Rescale the items below, starting from the line that contains "point like [335,102]." and running through the end of the items, with both ends included. Reproduce every line, requests included, but multiply each point coordinate in the answers by 0.45 and round to whole numbers, halves up; leave the pictures out.
--- WORKING DATA ---
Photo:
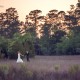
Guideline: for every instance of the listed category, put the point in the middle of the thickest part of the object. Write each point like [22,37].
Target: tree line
[57,33]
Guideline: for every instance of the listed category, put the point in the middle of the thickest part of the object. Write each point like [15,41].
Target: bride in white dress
[19,60]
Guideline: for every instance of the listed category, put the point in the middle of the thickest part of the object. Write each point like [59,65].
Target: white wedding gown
[19,60]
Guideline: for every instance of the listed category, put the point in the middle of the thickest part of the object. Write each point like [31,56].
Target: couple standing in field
[19,60]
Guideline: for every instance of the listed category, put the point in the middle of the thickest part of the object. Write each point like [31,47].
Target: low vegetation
[21,72]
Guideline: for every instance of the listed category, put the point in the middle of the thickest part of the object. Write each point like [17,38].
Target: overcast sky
[25,6]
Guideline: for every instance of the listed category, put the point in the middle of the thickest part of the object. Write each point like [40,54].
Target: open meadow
[47,63]
[42,68]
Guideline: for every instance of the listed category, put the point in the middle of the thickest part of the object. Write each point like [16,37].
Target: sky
[25,6]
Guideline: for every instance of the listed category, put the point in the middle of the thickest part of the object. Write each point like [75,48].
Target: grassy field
[42,68]
[47,63]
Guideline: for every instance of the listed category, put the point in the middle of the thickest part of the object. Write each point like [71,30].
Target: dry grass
[47,63]
[42,68]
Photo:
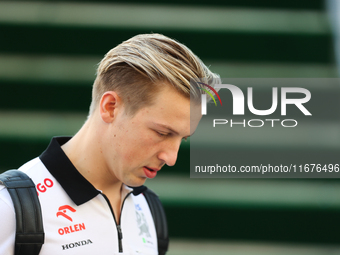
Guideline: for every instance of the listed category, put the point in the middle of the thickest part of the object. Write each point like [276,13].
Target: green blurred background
[49,51]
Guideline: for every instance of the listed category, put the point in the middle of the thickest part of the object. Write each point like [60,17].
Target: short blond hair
[137,68]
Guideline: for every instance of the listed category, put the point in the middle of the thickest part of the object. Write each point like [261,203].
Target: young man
[139,114]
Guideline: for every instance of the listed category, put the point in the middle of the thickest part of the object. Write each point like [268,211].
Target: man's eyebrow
[170,129]
[167,127]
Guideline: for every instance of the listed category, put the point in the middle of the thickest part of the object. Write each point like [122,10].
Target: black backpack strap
[159,218]
[29,226]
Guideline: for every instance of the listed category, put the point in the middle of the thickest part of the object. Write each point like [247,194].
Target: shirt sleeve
[7,223]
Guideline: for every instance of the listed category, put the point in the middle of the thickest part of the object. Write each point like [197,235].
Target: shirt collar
[58,164]
[75,185]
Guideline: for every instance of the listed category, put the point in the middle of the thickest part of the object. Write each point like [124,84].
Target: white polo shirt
[77,218]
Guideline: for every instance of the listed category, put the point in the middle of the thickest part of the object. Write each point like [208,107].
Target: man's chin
[137,182]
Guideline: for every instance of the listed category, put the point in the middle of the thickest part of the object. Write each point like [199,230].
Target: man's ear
[108,105]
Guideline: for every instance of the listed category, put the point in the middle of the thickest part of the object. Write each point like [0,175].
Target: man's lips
[150,172]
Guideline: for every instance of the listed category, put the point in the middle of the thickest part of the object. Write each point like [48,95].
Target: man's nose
[170,152]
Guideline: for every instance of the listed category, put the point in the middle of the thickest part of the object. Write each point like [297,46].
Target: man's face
[136,147]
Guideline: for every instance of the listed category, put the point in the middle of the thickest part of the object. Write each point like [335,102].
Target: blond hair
[137,68]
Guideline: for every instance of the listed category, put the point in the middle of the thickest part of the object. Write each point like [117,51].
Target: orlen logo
[62,211]
[48,183]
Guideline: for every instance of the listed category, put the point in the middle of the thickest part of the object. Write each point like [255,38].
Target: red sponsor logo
[48,183]
[63,210]
[71,229]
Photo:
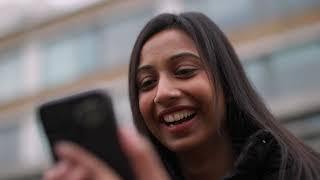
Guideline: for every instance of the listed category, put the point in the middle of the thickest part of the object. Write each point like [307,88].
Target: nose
[167,92]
---
- [RESULT OF THIS EXERCISE]
Guideline: for every instance of the listed category, put the point in the middle of the thickest part of the object. Write each point like [335,102].
Target: blond hair
[62,31]
Guideline: for every instance of the listed category, put the point in the middle of the thickest part of the object. Write each point like [117,51].
Target: orlen logo
[28,95]
[22,82]
Guideline: for every instance of the listed category, put the point in the middle of the thickest part of the object. Write each point like [255,38].
Target: red sponsor logo
[22,82]
[28,95]
[32,103]
Photo:
Guideline: for every instance of the listed category, put the point in the middle of the thickest part of the object. Write each point like [307,88].
Target: nose
[75,41]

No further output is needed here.